(Beginning of Text passage)

Author: M. Jason Brooke
On April 28, 2011, the FDA proposed and requested comments on three studies to test different ways of presenting benefit and risk information in online direct-to-consumer (DTC) prescription drug websites. While the comment period is now closed, here’s a summary:
Study 1 – Investigate whether the presentation of risk information influences consumers’ perceptions and understanding of risks and benefits by examining the format (e.g., a paragraph vs. bulleted list) and visibility (i.e., seen without scrolling down vs. requiring the user to scroll).
Study 2 – Investigate how special features (e.g., personal testimonial videos and interactive visuals) influence perceptions and understanding by looking at the prominence of the risk information (e.g., including the risks in the spoken testimonial vs. scrolling text at the end of the video).
Study 3 – Investigate whether links and citations to external organizations referenced on the homepage influence consumer perceptions and understanding by examining the type of link (e.g., hyperlink to an external organization’s website vs. a citation to the external organization) and the type of organization (e.g., non-profit vs. online health community).
What can you learn from the FDA’s proposed studies? While FDA so far is just studying these issues, you might consider three possible takeaways to add to your promotional review committee (PRC) procedures for DTC websites:
1. Format and visibility of risk information matters.
- Ensure that patients don’t have to scroll to see risk information. In marketing speak, it should be “above the fold.”
- And, put risks in a bulleted list–not buried in an obscure paragraph a patient might skim.

(End of Text passage)

Set of tasks:
1 > In the FDA studies summary, on what date did the FDA propose the three studies?
2 > Extend the FDA studies summary from the point where it stops.
The data come from a separate, unrelated source.

(Beginning of Data extracts)

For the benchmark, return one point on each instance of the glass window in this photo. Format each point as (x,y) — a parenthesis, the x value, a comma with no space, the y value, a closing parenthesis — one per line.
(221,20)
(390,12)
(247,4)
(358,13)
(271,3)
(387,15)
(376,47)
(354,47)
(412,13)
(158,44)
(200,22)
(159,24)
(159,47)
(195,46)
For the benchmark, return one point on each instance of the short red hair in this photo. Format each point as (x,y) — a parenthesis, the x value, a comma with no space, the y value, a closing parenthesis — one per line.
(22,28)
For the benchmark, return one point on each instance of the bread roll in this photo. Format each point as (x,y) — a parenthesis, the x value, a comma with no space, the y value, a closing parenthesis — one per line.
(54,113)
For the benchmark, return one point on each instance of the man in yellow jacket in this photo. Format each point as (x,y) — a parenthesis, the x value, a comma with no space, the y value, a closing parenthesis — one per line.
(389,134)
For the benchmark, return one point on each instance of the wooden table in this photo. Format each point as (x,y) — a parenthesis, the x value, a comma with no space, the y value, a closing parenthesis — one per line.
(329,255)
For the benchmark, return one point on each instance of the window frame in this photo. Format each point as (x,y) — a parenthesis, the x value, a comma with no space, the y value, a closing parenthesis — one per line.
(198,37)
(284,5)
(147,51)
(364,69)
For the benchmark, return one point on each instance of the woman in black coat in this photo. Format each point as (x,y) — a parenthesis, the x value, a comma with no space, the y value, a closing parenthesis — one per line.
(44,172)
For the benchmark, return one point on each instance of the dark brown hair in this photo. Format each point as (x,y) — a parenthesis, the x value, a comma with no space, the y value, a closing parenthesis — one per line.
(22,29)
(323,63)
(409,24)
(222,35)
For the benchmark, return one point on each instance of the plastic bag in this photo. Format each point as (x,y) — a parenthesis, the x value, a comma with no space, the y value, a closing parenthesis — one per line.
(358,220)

(End of Data extracts)

Your responses:
1 > April 28, 2011.

2 >
2. Videos and interactive media are of particular concern.
- Do away with risks rolling at the end of the video like unimportant credits. When do you leave the movie theatre? Do you always sit, watching intently through the credits?
- Feature risks as a natural and important part of the information a patient wants to know to make an informed decision.
3. External links on DTC homepages are under scrutiny.
- While you cannot control the content on external websites, ensure that you are featuring links to sites which offer accurate information with clear conflict-of-interest (COI) disclosures.
- Also test the net impression of the external links for fair balance. Are they all very positive? If so, consider adding links which represent a wider cross-section of opinions.
Because the purpose of this effort is to support the agency’s development of guidance, the studies will use a controlled design with a fictitious website marketing a fictitious prescription drug. The agency intends the participants to be consumers diagnosed with the high prevalence medical condition treated by the fictitious drug. So don’t worry; your website is not part of the study…yet!